[Records supplied — start]

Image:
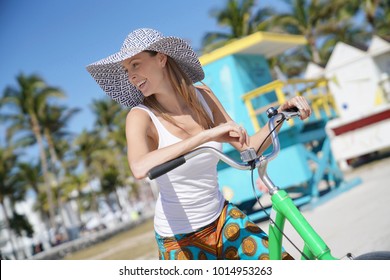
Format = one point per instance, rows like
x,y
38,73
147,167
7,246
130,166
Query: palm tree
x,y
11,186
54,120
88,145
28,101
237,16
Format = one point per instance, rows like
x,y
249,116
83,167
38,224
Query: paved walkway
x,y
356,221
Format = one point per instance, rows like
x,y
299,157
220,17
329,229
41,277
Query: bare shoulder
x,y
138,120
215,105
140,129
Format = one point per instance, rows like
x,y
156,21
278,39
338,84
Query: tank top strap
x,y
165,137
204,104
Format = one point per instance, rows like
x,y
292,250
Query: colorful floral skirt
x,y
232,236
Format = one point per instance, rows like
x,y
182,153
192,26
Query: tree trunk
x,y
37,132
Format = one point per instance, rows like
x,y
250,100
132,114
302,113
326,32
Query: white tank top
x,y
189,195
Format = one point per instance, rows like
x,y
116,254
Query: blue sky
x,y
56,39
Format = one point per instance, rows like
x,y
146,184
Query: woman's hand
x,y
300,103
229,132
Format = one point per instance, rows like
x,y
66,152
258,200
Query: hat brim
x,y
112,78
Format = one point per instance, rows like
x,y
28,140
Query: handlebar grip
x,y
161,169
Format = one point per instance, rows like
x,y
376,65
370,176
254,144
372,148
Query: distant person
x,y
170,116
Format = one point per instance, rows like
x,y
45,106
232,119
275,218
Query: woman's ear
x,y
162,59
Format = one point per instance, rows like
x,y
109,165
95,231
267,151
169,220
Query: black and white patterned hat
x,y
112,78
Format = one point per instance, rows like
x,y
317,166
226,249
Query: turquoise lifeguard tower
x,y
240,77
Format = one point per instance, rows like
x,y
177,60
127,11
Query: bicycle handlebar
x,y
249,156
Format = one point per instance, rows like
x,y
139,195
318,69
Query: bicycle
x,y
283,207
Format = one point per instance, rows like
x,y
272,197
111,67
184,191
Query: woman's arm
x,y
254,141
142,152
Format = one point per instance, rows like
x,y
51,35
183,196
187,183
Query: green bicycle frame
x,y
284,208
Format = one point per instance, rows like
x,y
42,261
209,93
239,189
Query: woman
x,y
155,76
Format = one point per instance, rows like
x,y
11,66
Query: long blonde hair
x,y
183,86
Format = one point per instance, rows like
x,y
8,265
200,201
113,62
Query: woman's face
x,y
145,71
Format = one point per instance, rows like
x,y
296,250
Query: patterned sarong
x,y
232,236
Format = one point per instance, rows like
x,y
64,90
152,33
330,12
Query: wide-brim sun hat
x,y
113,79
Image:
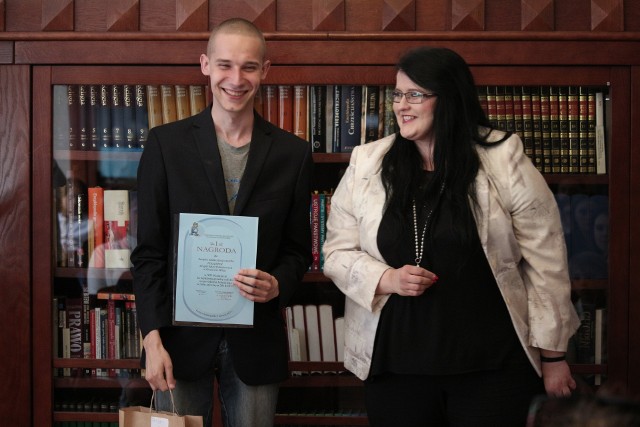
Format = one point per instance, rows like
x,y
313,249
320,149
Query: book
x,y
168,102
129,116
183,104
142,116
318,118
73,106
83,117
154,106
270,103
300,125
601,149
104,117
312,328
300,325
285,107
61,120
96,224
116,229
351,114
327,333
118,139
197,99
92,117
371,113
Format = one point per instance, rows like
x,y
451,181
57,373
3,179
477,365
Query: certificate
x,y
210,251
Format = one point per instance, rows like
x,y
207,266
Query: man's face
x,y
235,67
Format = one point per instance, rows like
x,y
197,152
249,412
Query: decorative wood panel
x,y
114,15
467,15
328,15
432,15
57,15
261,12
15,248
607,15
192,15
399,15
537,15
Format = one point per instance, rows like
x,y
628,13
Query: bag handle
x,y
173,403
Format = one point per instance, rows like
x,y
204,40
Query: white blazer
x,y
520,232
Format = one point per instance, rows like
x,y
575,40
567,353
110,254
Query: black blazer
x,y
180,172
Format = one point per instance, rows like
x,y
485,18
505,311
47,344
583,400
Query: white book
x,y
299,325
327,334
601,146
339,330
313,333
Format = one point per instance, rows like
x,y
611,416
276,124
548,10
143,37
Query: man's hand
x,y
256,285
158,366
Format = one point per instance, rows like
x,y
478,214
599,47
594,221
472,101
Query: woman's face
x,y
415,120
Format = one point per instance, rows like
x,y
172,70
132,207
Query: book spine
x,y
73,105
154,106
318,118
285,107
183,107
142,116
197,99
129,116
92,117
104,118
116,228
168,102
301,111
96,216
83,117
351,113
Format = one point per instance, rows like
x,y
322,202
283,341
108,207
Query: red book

[Records supplied — finish]

> **Your assignment**: Go through the entries above and output them exactly, without pictures.

> **Answer to this exercise**:
Image:
Format = one point per instance, rows like
x,y
38,73
147,167
7,246
130,166
Query: palm tree
x,y
11,186
54,120
88,145
28,101
237,16
Format = one point per instance, rows like
x,y
249,116
83,167
38,224
Query: paved walkway
x,y
356,221
Format = one point per instance, rows like
x,y
299,157
220,17
329,229
41,277
Query: bare shoulder
x,y
138,120
215,105
140,129
Format = one point per instance, rows like
x,y
156,21
278,39
338,84
Query: tank top strap
x,y
165,137
204,104
Format = one point per instance, rows like
x,y
292,250
Query: colorful floral skirt
x,y
232,236
Format = one point per instance, rows like
x,y
182,153
192,26
Query: tree trunk
x,y
37,132
Format = one point per instance, rows like
x,y
250,100
132,114
302,113
326,32
Query: white tank top
x,y
189,195
Format = one point per instance, rows like
x,y
116,254
Query: blue sky
x,y
56,39
Format = one point per instance, rows like
x,y
146,184
Query: woman's hand
x,y
300,103
229,132
Format = one point per instance, rows like
x,y
66,152
258,200
Query: hat brim
x,y
112,78
Format = one point per instance, rows like
x,y
28,140
Query: handlebar grip
x,y
161,169
Format = one point per instance, rows like
x,y
376,65
370,176
254,144
372,148
Query: distant person
x,y
170,116
Format = one point per instance, rows like
x,y
45,106
232,119
275,218
Query: woman's ear
x,y
162,59
Format = one point per instance, rows like
x,y
109,165
95,231
267,151
169,220
Query: black and white patterned hat
x,y
112,78
Format = one point per instance, rows like
x,y
317,166
226,249
Query: turquoise lifeguard tower
x,y
240,77
Format = one point per instance, rows like
x,y
177,60
127,11
Query: bicycle handlebar
x,y
249,156
Format = one point per instance, rows like
x,y
139,195
318,69
Query: bicycle
x,y
283,207
Format = one point per instance, rows like
x,y
272,197
111,67
184,191
Query: woman's arm
x,y
254,141
142,152
Format = one point per instance, rows like
x,y
51,35
183,196
187,183
Query: green bicycle frame
x,y
284,208
Format = one point per instance, rows like
x,y
42,261
209,93
239,189
Query: woman
x,y
155,76
Format = one point per instance, rows like
x,y
11,66
Query: long blonde hair
x,y
183,86
Format = one point per instance, rows like
x,y
8,265
200,201
113,62
Query: woman's face
x,y
145,71
Format = one point per instance, rows like
x,y
296,250
Query: patterned sarong
x,y
232,236
Format = one point per instance, rows like
x,y
64,90
152,33
330,12
Query: wide-brim sun hat
x,y
113,79
Image:
Format = one point per instance, rows like
x,y
313,249
320,149
Query: book
x,y
168,102
129,116
183,104
142,116
318,118
73,106
83,117
154,106
270,103
300,125
601,149
104,117
312,328
300,325
285,107
61,120
96,224
116,229
351,114
327,333
118,139
197,99
92,117
371,113
Format = one point per instance, rows like
x,y
451,181
57,373
3,179
477,365
Query: certificate
x,y
210,251
Format = one point per instance, rows like
x,y
207,266
Query: man's face
x,y
235,67
Format = one point per instance, rows like
x,y
197,152
249,412
Query: decorative wood panel
x,y
114,15
467,15
328,15
432,15
57,15
261,12
15,248
607,15
192,15
399,15
537,15
Format = one point per instance, rows like
x,y
628,13
Query: bag handle
x,y
173,403
Format = one point per instance, rows like
x,y
204,40
Query: white blazer
x,y
520,232
Format = one point per instance, rows like
x,y
575,40
567,353
110,254
Query: black blazer
x,y
180,172
Format = one point per instance, rows like
x,y
485,18
505,311
47,344
583,400
Query: white book
x,y
299,325
327,334
601,146
339,330
313,333
Format = one point per instance, rows like
x,y
611,416
276,124
548,10
143,37
Query: man's hand
x,y
256,285
158,366
Format = one point per instance, rows like
x,y
478,214
599,47
594,221
472,101
Query: woman's face
x,y
415,120
Format = one point per instance, rows like
x,y
172,70
132,207
Query: book spine
x,y
73,105
154,106
318,118
285,107
183,107
142,116
197,99
129,116
92,117
104,118
116,228
168,102
301,111
96,216
83,117
351,113
Format = one point per instance, rows like
x,y
322,202
283,341
108,207
Query: red book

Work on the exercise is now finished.